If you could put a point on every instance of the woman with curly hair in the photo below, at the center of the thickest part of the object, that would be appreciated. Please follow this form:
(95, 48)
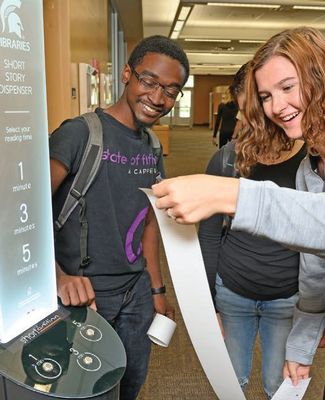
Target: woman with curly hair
(285, 94)
(254, 280)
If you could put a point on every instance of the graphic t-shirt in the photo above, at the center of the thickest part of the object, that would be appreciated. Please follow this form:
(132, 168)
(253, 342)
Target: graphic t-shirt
(116, 208)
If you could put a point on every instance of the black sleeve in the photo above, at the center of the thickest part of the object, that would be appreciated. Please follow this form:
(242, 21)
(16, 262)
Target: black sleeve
(218, 120)
(67, 143)
(210, 231)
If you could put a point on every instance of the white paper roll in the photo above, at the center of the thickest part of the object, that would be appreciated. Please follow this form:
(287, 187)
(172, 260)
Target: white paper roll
(161, 330)
(188, 274)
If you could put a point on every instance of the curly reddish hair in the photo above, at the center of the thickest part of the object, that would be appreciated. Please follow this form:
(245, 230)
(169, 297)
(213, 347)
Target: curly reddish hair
(304, 47)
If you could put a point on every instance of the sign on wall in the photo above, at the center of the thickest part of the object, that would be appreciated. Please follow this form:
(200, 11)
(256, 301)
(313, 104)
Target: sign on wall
(27, 284)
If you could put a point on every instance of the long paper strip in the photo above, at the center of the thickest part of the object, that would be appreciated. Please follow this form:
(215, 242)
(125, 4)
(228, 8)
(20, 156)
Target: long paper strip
(188, 274)
(289, 392)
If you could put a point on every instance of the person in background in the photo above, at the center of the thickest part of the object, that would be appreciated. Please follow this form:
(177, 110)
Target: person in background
(237, 93)
(255, 279)
(123, 280)
(225, 121)
(286, 94)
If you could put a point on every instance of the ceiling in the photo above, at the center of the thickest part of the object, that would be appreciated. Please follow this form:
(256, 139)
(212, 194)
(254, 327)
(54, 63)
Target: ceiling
(218, 39)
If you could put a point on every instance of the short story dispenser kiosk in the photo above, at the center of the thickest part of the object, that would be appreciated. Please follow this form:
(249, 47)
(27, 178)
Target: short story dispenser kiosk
(46, 350)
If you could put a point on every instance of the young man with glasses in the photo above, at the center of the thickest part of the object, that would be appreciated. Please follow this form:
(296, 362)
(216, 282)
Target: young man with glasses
(123, 281)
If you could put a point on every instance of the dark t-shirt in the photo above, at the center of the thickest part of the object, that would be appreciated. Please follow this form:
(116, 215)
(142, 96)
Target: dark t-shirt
(251, 266)
(226, 118)
(115, 207)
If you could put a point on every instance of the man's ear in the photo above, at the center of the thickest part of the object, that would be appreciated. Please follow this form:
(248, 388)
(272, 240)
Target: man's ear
(126, 74)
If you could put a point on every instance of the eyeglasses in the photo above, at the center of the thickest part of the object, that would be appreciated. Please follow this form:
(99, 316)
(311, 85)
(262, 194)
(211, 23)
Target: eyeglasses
(150, 84)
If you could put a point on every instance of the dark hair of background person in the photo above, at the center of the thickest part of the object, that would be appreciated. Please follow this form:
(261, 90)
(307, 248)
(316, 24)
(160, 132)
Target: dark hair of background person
(238, 84)
(161, 45)
(304, 47)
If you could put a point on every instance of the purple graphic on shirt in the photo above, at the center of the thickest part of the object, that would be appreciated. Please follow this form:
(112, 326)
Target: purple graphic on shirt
(132, 257)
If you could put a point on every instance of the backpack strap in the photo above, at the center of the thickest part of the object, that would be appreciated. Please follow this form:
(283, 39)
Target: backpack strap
(228, 158)
(87, 172)
(156, 148)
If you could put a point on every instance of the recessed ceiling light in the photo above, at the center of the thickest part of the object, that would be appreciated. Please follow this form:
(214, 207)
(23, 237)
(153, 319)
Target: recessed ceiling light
(184, 13)
(207, 40)
(309, 7)
(175, 35)
(251, 41)
(251, 5)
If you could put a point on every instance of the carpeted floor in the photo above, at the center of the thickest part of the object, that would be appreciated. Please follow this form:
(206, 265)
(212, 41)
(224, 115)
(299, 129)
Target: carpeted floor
(175, 372)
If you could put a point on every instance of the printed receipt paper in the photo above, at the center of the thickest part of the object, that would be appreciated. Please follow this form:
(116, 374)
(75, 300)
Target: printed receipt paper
(187, 271)
(191, 286)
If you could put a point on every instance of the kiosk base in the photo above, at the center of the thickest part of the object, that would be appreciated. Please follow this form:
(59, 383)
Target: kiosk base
(72, 354)
(11, 391)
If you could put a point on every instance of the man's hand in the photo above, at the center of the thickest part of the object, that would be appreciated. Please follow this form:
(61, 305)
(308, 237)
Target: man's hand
(163, 307)
(75, 290)
(295, 371)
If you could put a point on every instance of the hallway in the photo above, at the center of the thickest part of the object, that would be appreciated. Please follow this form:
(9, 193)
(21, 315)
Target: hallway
(175, 373)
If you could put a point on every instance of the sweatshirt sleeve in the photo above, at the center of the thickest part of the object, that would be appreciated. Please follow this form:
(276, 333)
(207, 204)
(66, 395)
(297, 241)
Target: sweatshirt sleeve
(304, 337)
(293, 218)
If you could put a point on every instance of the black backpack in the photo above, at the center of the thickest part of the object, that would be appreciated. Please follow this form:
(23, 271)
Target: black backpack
(89, 166)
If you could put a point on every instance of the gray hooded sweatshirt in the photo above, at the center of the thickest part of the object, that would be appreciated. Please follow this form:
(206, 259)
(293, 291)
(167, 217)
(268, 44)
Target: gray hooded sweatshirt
(297, 220)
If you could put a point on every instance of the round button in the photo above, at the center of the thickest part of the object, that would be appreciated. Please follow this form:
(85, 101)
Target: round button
(88, 360)
(91, 333)
(47, 366)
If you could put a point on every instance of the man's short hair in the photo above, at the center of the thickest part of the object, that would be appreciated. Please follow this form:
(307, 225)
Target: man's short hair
(161, 45)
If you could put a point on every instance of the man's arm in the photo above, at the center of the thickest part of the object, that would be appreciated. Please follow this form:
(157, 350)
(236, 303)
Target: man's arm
(150, 245)
(72, 290)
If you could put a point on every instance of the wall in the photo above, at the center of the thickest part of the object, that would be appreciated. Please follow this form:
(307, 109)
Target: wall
(203, 85)
(89, 31)
(57, 60)
(74, 31)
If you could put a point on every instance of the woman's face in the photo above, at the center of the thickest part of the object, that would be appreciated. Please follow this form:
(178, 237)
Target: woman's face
(278, 88)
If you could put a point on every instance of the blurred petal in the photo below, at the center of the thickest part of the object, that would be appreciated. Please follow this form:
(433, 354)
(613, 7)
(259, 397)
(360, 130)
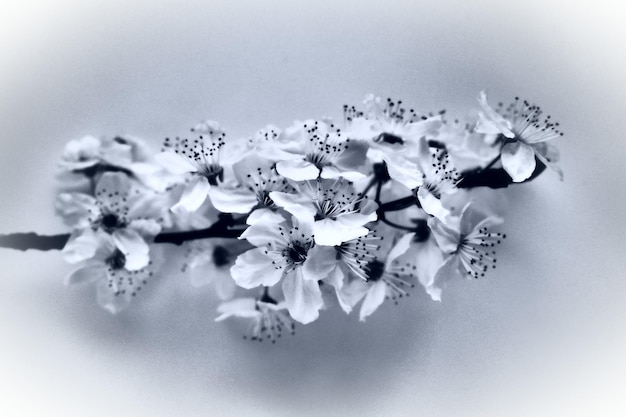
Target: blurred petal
(193, 196)
(428, 259)
(400, 247)
(431, 204)
(302, 297)
(233, 200)
(330, 232)
(331, 172)
(145, 227)
(80, 246)
(405, 172)
(319, 263)
(490, 121)
(133, 247)
(175, 163)
(518, 160)
(297, 170)
(113, 183)
(351, 293)
(75, 208)
(447, 238)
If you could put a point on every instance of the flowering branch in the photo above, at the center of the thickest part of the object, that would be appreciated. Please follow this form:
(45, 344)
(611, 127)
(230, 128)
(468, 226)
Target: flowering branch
(287, 214)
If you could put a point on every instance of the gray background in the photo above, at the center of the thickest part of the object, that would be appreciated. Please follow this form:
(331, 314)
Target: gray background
(542, 336)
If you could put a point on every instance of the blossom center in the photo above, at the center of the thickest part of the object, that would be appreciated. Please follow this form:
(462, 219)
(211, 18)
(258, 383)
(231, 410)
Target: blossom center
(117, 260)
(221, 256)
(389, 138)
(296, 252)
(374, 270)
(110, 222)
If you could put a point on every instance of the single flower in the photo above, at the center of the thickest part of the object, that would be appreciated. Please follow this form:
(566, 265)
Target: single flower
(338, 213)
(286, 251)
(269, 318)
(385, 278)
(114, 215)
(524, 131)
(116, 285)
(320, 150)
(468, 245)
(199, 159)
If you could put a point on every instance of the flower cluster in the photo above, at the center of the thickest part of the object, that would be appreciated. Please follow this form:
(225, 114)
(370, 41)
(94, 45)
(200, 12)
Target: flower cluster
(289, 221)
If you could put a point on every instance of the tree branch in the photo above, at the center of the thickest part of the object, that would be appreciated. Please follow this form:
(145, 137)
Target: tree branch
(225, 227)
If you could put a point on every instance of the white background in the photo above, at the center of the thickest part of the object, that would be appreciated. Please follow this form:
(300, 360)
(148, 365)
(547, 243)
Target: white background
(541, 336)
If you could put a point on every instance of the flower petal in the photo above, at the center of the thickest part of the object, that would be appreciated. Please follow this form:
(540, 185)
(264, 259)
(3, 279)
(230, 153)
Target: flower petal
(448, 238)
(75, 208)
(518, 160)
(175, 163)
(232, 200)
(374, 298)
(402, 170)
(80, 246)
(490, 121)
(193, 196)
(254, 268)
(401, 246)
(113, 183)
(351, 293)
(428, 259)
(302, 297)
(331, 172)
(297, 170)
(330, 232)
(319, 263)
(431, 204)
(448, 271)
(134, 248)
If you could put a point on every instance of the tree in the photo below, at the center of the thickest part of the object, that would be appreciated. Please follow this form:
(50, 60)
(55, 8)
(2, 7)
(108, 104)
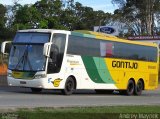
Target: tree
(138, 15)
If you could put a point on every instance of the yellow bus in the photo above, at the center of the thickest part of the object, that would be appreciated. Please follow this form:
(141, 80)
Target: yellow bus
(72, 60)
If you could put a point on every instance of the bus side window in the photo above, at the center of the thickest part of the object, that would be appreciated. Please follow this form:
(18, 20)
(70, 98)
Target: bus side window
(106, 49)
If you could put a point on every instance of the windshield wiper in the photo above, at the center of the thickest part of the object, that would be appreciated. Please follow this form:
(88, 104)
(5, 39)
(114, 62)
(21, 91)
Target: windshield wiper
(24, 59)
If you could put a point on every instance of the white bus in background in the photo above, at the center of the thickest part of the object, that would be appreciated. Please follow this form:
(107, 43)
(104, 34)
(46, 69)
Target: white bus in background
(70, 60)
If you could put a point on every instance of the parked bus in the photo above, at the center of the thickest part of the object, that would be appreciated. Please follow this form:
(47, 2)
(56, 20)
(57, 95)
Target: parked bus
(70, 60)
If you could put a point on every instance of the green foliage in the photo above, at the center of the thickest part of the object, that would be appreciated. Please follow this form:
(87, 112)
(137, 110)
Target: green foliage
(139, 16)
(49, 14)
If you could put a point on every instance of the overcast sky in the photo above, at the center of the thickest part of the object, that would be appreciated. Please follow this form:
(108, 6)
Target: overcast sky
(104, 5)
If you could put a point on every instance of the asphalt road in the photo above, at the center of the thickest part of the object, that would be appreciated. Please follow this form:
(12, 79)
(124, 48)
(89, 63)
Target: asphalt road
(12, 97)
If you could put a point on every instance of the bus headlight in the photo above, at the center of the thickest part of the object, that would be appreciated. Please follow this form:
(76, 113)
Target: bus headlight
(38, 76)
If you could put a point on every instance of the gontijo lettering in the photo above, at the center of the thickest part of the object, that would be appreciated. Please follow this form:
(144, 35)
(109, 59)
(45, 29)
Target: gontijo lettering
(123, 64)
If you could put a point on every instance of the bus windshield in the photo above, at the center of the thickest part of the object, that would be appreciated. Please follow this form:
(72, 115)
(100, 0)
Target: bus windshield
(27, 57)
(27, 51)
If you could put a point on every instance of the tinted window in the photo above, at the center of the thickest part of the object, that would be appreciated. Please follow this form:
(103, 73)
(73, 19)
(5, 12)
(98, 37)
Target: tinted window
(56, 53)
(83, 46)
(28, 37)
(92, 47)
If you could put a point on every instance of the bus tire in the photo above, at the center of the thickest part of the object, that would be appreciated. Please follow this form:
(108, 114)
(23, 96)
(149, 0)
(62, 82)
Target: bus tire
(130, 89)
(36, 90)
(69, 86)
(138, 88)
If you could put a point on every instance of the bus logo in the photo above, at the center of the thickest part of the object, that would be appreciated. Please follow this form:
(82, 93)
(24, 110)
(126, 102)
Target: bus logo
(108, 30)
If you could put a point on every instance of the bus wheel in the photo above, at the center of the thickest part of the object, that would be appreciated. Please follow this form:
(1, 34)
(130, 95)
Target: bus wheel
(69, 86)
(36, 90)
(138, 88)
(130, 89)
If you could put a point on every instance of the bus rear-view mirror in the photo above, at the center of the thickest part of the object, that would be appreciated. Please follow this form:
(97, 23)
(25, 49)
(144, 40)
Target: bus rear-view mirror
(46, 49)
(6, 47)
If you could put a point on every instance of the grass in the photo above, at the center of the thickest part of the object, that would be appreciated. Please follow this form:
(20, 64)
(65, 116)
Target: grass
(110, 112)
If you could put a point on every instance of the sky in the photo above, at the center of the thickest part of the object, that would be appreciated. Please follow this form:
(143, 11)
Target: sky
(104, 5)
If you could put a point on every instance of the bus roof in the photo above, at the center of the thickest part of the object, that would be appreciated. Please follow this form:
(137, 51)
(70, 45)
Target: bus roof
(45, 31)
(103, 36)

━━━━━━━━━━━━━━━━━━━━

**WHAT IS ASKED:**
Nothing but the lines from the one with "the bus logo" through the end of the data above should be repeated, each exactly as it stands.

**OUTPUT OF THE EXERCISE:**
If you could put a point on every instance of the bus logo in the photo above, at the center of the thickest part of the object, that would be appreciated. Please follow this form:
(82, 93)
(24, 110)
(126, 102)
Target: bus logo
(108, 30)
If you could put a point on every instance of the bus wheel in the photo above, at the center of the thickest part of the object, that would be appreciated. Please follow this form:
(1, 34)
(130, 95)
Target: bus wheel
(69, 86)
(36, 90)
(138, 88)
(130, 89)
If you could put a point on every instance of the bus rear-view mirror in the photo above, at the center of the thickest part of the object, that would be appreciated. Please follow this form:
(97, 23)
(25, 49)
(144, 40)
Target: bus rear-view mirror
(46, 49)
(6, 47)
If you could put a point on every instance of the grass in the photo above, at the center of the thickest part of the object, that would be appreciated. Please follow this form:
(20, 64)
(65, 116)
Target: grass
(110, 112)
If you could put a point on every instance of the sky in the photo above, at the center of the thickest part of the object, that would be appreciated. Please follow this form:
(143, 11)
Target: sky
(104, 5)
If you could put a point on every instance of the bus roof in the photo above, at the center of the thickest part of the object, that would be appreciated. Please follow this form:
(137, 51)
(70, 45)
Target: bus roof
(45, 31)
(103, 36)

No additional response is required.